#### EXERCISE DIRECTIONS
Please gather and copy out every line of the items below that contains the word "memorial". Case counts.

○ ○ ○ ○ ○ ○ ○

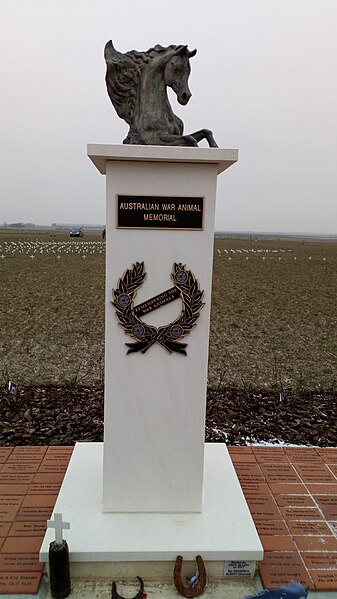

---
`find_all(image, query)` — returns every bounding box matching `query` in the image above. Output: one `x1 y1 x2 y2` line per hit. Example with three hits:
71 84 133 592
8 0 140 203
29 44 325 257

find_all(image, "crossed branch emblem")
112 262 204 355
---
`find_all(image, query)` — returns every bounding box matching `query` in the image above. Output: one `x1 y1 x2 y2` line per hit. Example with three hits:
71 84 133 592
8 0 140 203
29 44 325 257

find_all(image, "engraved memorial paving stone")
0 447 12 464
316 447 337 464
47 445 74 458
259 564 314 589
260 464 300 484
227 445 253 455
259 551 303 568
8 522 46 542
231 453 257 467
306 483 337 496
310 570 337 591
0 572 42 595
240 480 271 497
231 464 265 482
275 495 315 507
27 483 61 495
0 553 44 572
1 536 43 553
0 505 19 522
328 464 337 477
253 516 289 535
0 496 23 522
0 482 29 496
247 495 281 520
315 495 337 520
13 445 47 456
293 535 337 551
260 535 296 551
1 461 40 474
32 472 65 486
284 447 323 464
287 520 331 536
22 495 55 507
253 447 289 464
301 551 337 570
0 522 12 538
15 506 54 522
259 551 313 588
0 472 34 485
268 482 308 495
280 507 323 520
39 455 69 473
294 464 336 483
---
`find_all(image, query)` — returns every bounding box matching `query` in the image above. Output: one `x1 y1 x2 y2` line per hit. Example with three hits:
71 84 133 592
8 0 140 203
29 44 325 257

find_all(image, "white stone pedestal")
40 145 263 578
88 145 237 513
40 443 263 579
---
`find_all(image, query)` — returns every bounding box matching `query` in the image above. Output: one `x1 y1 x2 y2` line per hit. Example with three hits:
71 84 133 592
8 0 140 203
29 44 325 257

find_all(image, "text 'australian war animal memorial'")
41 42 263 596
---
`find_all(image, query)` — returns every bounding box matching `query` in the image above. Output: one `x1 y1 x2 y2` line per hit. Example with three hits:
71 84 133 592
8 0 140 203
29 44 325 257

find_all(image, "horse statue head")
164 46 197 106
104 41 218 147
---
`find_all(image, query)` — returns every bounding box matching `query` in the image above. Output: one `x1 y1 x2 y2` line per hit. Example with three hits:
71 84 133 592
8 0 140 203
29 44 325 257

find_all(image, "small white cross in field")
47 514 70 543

○ ○ ○ ○ ○ ○ ○

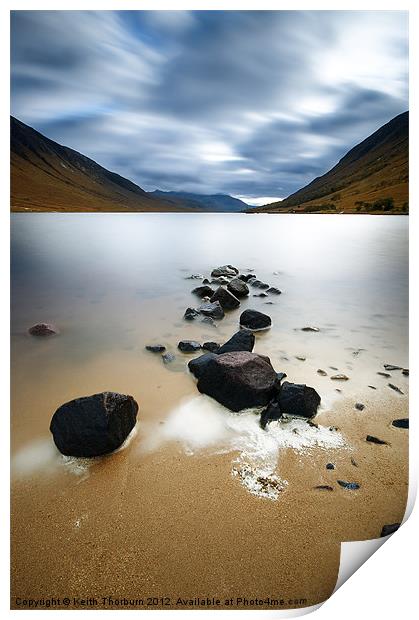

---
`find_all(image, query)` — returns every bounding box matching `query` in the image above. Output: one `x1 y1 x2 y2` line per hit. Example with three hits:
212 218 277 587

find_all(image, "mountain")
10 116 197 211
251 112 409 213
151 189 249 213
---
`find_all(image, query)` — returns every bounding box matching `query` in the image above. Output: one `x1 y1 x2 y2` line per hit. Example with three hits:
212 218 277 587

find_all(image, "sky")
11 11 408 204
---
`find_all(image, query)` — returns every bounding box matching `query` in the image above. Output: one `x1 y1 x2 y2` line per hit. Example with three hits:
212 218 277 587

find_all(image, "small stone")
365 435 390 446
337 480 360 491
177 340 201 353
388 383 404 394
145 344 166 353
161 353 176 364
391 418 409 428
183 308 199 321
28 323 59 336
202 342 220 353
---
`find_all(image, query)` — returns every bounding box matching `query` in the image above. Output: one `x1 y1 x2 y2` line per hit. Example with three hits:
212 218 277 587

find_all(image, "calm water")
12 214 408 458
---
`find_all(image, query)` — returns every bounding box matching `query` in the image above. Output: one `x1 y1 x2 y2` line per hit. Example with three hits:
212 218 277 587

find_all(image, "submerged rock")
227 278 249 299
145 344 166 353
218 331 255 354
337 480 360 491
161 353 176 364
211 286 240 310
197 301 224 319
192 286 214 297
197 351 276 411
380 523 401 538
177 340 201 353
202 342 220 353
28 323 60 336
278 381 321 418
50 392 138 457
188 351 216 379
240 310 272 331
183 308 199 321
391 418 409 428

○ ○ ○ ○ ○ ○ ○

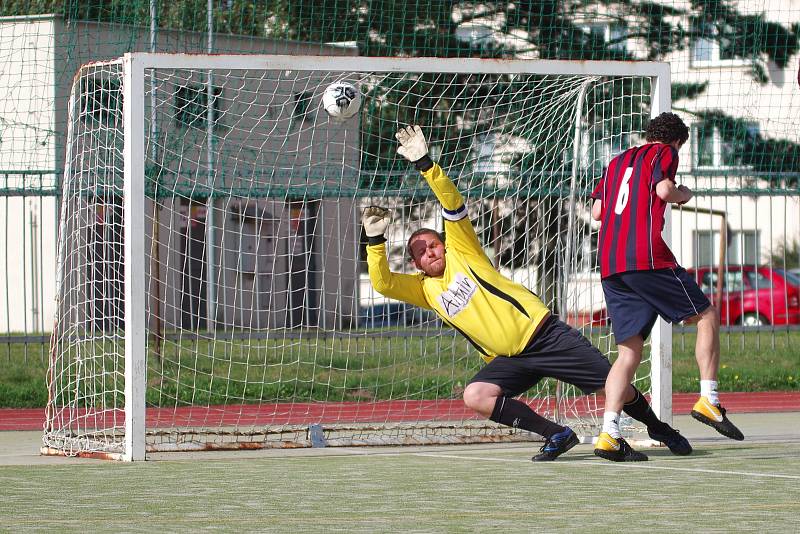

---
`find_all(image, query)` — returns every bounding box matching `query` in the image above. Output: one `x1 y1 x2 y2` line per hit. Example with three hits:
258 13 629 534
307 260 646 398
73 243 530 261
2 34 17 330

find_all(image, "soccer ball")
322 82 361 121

○ ○ ○ ○ ○ ○ ○

#### SOLUTION
find_all(image, "engraved memorial paving stone")
find_all(image, "text 'australian war animal memorial'")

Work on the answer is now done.